● **Task to carry out**: Find every line in the entries below that contains the string "suit", matching case exactly, and copy each of those lines.

** BEGIN Data in this exercise **

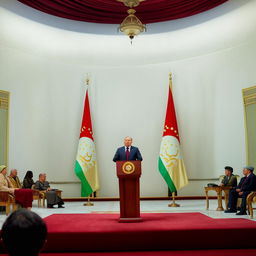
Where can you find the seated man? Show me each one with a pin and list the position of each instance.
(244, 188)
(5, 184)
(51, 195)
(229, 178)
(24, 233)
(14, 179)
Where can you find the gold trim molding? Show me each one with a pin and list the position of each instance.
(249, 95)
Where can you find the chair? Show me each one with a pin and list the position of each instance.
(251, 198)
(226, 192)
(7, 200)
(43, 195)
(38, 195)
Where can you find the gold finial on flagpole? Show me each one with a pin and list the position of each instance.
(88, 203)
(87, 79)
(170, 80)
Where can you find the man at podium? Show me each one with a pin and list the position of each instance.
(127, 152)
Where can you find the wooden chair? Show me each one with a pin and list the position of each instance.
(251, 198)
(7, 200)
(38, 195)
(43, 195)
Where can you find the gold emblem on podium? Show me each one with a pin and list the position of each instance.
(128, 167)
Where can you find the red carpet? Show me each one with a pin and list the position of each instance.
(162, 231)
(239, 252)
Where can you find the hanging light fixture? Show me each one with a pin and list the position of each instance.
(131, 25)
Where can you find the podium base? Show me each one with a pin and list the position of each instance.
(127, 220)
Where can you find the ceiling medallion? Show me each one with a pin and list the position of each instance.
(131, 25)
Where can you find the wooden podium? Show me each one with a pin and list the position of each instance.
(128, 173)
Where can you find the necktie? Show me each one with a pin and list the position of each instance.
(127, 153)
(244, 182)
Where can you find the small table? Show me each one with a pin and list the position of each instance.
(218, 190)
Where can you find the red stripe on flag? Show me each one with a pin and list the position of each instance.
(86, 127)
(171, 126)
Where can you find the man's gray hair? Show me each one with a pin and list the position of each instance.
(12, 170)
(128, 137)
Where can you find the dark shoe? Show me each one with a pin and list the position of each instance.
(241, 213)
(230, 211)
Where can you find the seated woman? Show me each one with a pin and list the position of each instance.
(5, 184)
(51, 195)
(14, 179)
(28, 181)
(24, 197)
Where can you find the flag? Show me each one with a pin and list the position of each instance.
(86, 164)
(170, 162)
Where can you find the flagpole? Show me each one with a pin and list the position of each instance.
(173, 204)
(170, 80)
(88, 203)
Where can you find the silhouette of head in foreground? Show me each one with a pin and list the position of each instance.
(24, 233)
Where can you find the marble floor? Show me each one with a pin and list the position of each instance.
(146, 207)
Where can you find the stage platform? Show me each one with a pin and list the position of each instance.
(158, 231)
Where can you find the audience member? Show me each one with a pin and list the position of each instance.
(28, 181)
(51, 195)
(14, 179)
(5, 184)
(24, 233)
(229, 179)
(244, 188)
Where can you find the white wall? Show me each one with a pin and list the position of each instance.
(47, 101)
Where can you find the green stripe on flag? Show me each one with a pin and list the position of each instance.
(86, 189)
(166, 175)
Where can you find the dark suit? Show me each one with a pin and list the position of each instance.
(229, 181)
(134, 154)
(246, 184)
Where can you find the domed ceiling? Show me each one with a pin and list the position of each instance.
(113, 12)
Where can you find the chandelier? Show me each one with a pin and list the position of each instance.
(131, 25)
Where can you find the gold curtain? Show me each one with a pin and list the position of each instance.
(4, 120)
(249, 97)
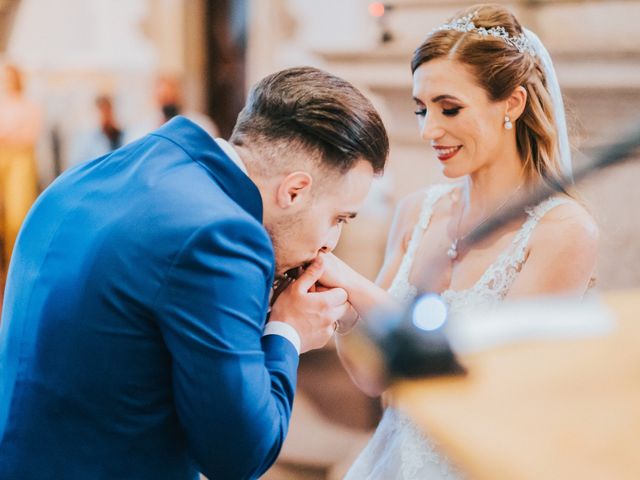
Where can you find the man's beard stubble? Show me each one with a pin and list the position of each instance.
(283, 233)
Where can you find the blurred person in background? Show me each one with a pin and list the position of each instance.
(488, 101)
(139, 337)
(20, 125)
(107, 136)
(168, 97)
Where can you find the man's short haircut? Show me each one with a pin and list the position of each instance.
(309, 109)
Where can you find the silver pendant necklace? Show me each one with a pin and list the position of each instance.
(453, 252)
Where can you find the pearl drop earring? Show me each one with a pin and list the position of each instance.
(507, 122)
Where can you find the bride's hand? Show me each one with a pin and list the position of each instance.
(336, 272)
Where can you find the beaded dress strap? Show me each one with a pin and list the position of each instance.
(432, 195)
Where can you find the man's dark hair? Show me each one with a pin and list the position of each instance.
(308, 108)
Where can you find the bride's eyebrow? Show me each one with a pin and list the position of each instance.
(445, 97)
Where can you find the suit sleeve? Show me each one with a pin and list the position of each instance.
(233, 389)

** END Data in this exercise **
** BEGIN Data in this exercise **

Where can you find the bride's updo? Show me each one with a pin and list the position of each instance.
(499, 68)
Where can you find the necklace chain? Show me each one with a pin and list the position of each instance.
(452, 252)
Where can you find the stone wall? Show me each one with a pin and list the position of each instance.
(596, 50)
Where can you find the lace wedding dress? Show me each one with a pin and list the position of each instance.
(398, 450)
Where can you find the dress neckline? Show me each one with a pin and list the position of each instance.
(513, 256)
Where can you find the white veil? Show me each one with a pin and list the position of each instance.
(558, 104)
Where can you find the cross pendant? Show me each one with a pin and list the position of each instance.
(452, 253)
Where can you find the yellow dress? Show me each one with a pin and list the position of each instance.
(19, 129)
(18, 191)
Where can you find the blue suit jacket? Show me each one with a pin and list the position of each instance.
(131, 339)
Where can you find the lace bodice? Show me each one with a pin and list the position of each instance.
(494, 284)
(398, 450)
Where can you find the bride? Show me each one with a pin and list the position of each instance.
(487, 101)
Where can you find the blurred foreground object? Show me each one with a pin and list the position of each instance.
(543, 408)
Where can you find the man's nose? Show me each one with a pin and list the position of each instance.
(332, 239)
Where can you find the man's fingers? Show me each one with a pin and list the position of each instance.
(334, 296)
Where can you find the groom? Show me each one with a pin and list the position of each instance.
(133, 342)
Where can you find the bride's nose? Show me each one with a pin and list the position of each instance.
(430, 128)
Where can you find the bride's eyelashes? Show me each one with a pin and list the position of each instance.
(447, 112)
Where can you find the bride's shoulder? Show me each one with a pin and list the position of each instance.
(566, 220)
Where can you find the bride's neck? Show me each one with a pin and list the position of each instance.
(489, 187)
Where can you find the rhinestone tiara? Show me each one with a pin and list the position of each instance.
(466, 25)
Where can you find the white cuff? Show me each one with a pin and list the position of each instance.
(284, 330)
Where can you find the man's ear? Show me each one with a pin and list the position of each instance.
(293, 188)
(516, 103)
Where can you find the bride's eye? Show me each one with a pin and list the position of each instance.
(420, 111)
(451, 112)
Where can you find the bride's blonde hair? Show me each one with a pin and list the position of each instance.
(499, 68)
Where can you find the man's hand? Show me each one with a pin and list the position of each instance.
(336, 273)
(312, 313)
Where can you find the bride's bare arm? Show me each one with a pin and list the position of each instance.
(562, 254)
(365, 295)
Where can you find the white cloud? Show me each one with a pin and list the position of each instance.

** END Data in this exercise **

● **Result**:
Where can you find the dark suit? Show me each one with a pin and list the position of each instance.
Where can you find the suit sleeve? Show me each one with a pin and list the position of each instance.
Where can you find the blue suit jacket? Show me each one with a pin and list the position of each instance.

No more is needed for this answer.